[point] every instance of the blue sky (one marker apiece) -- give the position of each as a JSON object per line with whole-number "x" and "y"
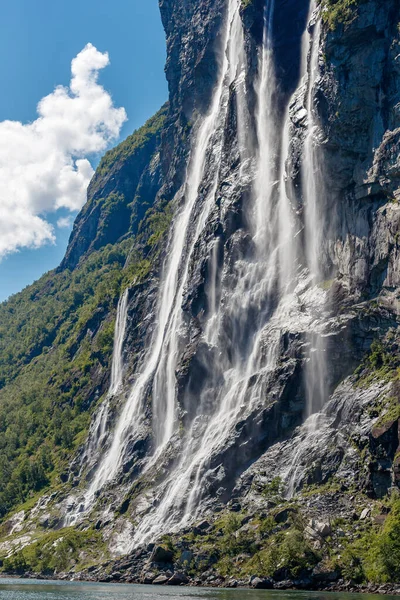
{"x": 38, "y": 41}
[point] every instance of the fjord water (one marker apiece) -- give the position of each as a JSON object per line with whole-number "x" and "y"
{"x": 37, "y": 590}
{"x": 251, "y": 300}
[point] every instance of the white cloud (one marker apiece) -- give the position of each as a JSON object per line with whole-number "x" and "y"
{"x": 65, "y": 222}
{"x": 44, "y": 164}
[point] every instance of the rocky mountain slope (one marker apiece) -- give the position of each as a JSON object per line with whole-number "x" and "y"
{"x": 245, "y": 420}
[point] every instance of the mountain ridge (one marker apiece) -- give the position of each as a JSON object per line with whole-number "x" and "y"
{"x": 304, "y": 460}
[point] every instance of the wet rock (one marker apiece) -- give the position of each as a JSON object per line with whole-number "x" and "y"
{"x": 161, "y": 555}
{"x": 261, "y": 583}
{"x": 160, "y": 580}
{"x": 365, "y": 514}
{"x": 178, "y": 578}
{"x": 281, "y": 516}
{"x": 149, "y": 577}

-------------------------

Present the lines above as a numbered list, omitting blank lines and leaving out the picture.

CORRECT ANSWER:
1. [point] every instance of the blue sky (one marker apiece) -- give the position of each as a JSON object per line with whole-number "x" and "y"
2. {"x": 38, "y": 41}
3. [point] every instance of the fjord water (one marker apiece) -- give the position of each as a JSON object per line with whole-number "x" and "y"
4. {"x": 37, "y": 590}
5. {"x": 251, "y": 300}
6. [point] every instance of the white cloud (one marker apiece) -- give the position of each as a JSON object per line with whole-number "x" and "y"
7. {"x": 65, "y": 222}
8. {"x": 44, "y": 164}
9. [point] every instance of the rocky mountain slope (one marker apiece) -- give the position of each as a JSON object per line with whole-number "x" and "y"
10. {"x": 245, "y": 420}
11. [point] every instance of the mountain ridge (one marker apiece) -- give the position of each as a JSON object per line with whole-number "x" and "y"
12. {"x": 304, "y": 460}
13. [point] every instance of the wet rock (one marker apiece) -- give the position of each as a JSON object per line with whole-number "x" and "y"
14. {"x": 161, "y": 555}
15. {"x": 261, "y": 583}
16. {"x": 160, "y": 580}
17. {"x": 365, "y": 514}
18. {"x": 178, "y": 578}
19. {"x": 281, "y": 516}
20. {"x": 149, "y": 577}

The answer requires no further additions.